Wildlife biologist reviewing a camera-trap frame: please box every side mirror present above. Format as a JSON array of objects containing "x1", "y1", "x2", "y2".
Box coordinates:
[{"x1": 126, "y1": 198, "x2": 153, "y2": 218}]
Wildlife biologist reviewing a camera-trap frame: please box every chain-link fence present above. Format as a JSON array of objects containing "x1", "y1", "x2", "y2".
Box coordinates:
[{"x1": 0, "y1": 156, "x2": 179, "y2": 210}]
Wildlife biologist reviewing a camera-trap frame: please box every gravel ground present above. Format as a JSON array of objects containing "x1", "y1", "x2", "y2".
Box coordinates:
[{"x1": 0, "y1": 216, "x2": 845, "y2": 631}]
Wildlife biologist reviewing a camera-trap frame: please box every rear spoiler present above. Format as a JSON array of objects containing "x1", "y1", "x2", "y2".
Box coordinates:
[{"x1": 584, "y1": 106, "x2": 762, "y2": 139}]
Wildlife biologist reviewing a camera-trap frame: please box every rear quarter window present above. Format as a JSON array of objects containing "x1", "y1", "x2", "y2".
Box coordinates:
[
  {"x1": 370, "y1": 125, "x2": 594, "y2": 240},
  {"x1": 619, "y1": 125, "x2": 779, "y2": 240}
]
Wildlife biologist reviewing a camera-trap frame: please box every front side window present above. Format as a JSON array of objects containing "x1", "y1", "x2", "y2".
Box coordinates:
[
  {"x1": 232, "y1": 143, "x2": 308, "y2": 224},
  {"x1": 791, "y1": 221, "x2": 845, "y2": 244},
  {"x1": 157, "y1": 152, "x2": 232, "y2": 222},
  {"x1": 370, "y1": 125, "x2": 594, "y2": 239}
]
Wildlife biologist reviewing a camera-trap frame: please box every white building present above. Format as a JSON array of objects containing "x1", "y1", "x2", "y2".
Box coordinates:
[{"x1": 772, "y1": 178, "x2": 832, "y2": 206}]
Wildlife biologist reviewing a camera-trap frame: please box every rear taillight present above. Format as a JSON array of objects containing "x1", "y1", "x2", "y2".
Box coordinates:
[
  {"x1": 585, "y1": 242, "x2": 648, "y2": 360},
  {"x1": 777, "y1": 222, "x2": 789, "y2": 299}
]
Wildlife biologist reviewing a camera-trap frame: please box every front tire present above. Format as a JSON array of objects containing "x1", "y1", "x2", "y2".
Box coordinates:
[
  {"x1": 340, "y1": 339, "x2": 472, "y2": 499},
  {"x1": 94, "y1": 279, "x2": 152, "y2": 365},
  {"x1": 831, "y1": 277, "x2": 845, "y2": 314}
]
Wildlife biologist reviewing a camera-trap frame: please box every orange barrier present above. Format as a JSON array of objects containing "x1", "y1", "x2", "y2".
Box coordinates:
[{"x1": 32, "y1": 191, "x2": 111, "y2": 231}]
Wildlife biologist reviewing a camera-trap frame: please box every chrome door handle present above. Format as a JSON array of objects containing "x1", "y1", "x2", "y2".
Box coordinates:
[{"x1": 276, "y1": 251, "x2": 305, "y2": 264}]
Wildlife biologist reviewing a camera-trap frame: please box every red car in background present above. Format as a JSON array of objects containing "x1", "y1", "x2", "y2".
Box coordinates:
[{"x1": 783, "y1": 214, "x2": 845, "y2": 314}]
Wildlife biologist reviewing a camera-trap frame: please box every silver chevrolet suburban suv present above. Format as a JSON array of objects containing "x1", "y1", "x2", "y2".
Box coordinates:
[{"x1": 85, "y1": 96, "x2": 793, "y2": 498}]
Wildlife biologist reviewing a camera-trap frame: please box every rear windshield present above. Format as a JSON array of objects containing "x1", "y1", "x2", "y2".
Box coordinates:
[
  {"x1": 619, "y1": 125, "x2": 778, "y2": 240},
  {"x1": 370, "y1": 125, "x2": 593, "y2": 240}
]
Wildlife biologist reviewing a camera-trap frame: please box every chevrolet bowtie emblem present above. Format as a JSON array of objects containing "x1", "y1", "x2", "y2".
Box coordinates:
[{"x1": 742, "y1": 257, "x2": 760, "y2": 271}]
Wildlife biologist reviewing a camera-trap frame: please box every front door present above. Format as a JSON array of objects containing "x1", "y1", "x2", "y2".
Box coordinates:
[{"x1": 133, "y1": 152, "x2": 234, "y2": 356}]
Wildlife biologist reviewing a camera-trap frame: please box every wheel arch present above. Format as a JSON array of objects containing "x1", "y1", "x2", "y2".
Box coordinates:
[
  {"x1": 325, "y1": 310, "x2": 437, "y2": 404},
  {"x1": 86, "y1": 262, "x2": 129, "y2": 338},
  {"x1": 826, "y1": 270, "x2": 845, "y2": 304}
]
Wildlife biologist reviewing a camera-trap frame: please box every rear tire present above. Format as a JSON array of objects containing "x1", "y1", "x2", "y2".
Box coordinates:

- [Aim of the exercise]: Rewrite all the entries, changing every "Wildlife biologist" to "Field ecologist" and leaving everything else unchanged.

- [Complete answer]:
Field ecologist reviewing a camera-trap frame: please box every side mirror present above. Format as a JSON array of objects containing "x1", "y1", "x2", "y2".
Box coordinates:
[{"x1": 126, "y1": 198, "x2": 153, "y2": 218}]
Field ecologist reviewing a camera-trap frame: please box every chain-link fence present above. Format as a JSON array of objects containing "x1", "y1", "x2", "y2".
Box coordinates:
[{"x1": 0, "y1": 156, "x2": 179, "y2": 210}]
Field ecologist reviewing a camera-trap frame: please box every gravel ground present above. Format as a JSON array of objects containing "x1", "y1", "x2", "y2".
Box coordinates:
[{"x1": 0, "y1": 216, "x2": 845, "y2": 631}]
Field ecologist reviewing a camera-trap frame: please box every rear spoiler present above. Format as a JSON array of objects containing "x1", "y1", "x2", "y2".
Box coordinates:
[{"x1": 584, "y1": 106, "x2": 762, "y2": 139}]
Field ecologist reviewing a camera-trap frame: please box every rear quarter window present above. Format as a JSON array of objects containing "x1", "y1", "x2", "y2".
Box coordinates:
[
  {"x1": 370, "y1": 125, "x2": 594, "y2": 240},
  {"x1": 619, "y1": 125, "x2": 779, "y2": 240}
]
Field ecologist reviewing a camera-trap frame: please box every front side window present above. Format as a JSON array of objects containing "x1", "y1", "x2", "y2".
Box coordinates:
[
  {"x1": 232, "y1": 143, "x2": 308, "y2": 224},
  {"x1": 791, "y1": 221, "x2": 845, "y2": 244},
  {"x1": 157, "y1": 152, "x2": 232, "y2": 222},
  {"x1": 370, "y1": 125, "x2": 594, "y2": 239}
]
Field ecologist reviewing a camera-trap frame: please box every white building present above. Format as a JSON array of objects containing "x1", "y1", "x2", "y2".
Box coordinates:
[{"x1": 772, "y1": 178, "x2": 832, "y2": 206}]
Field ecologist reviewing a camera-trap frame: please box every rear taillight present above. Format as a JSON array of objects containing "x1", "y1", "x2", "y2".
Box coordinates:
[
  {"x1": 585, "y1": 242, "x2": 648, "y2": 360},
  {"x1": 777, "y1": 222, "x2": 789, "y2": 299}
]
Field ecologist reviewing a camera-trap frame: please box every front tire present above. Format as a JSON array of objects containing "x1", "y1", "x2", "y2".
Box coordinates:
[
  {"x1": 340, "y1": 339, "x2": 472, "y2": 499},
  {"x1": 94, "y1": 279, "x2": 152, "y2": 365},
  {"x1": 831, "y1": 277, "x2": 845, "y2": 314}
]
Field ecologist reviewing a camera-trap frame: please box every orange barrier present above. Format as a JSON array of objects containing "x1", "y1", "x2", "y2".
Box coordinates:
[{"x1": 32, "y1": 191, "x2": 111, "y2": 231}]
Field ecologist reviewing a camera-trap frame: please box every chrome door handle present above. Format as a JSON array of objects containing "x1", "y1", "x2", "y2".
Box coordinates:
[{"x1": 276, "y1": 251, "x2": 305, "y2": 264}]
Field ecologist reviewing a camera-trap frame: please box every red car in background present above. Format as a JSON array of objects containing "x1", "y1", "x2", "y2".
Box coordinates:
[{"x1": 783, "y1": 214, "x2": 845, "y2": 314}]
Field ecologist reviewing a camera-trap frame: please box every silver chevrolet suburban suv present above. Format as a JSON array of objects containing "x1", "y1", "x2", "y2".
Box coordinates:
[{"x1": 85, "y1": 96, "x2": 793, "y2": 498}]
Field ecologist reviewing a camera-trap frame: please box every rear windshield present above. Format as a JSON array of objects containing "x1", "y1", "x2", "y2".
Box coordinates:
[
  {"x1": 619, "y1": 125, "x2": 778, "y2": 240},
  {"x1": 370, "y1": 125, "x2": 593, "y2": 240}
]
Field ecologist reviewing a camera-trap frame: please box every chevrolet bowtie emblem present above. Format as a JSON array of objects containing "x1", "y1", "x2", "y2".
Box coordinates:
[{"x1": 742, "y1": 257, "x2": 760, "y2": 271}]
Field ecologist reviewing a camera-trap frame: please box every front door present above. Format as a JSON array of objects containing "x1", "y1", "x2", "y2".
Box coordinates:
[{"x1": 133, "y1": 152, "x2": 234, "y2": 356}]
Field ecologist reviewing a camera-trap frame: please box every wheel arch present above. Format as a JSON array of objects containing "x1", "y1", "x2", "y2".
Box coordinates:
[
  {"x1": 325, "y1": 310, "x2": 437, "y2": 404},
  {"x1": 86, "y1": 262, "x2": 129, "y2": 338},
  {"x1": 826, "y1": 270, "x2": 845, "y2": 304}
]
Field ecologist reviewing a camera-trap frame: please box every rear tire present above. Format as a JSON array of objects containing "x1", "y1", "x2", "y2".
Box coordinates:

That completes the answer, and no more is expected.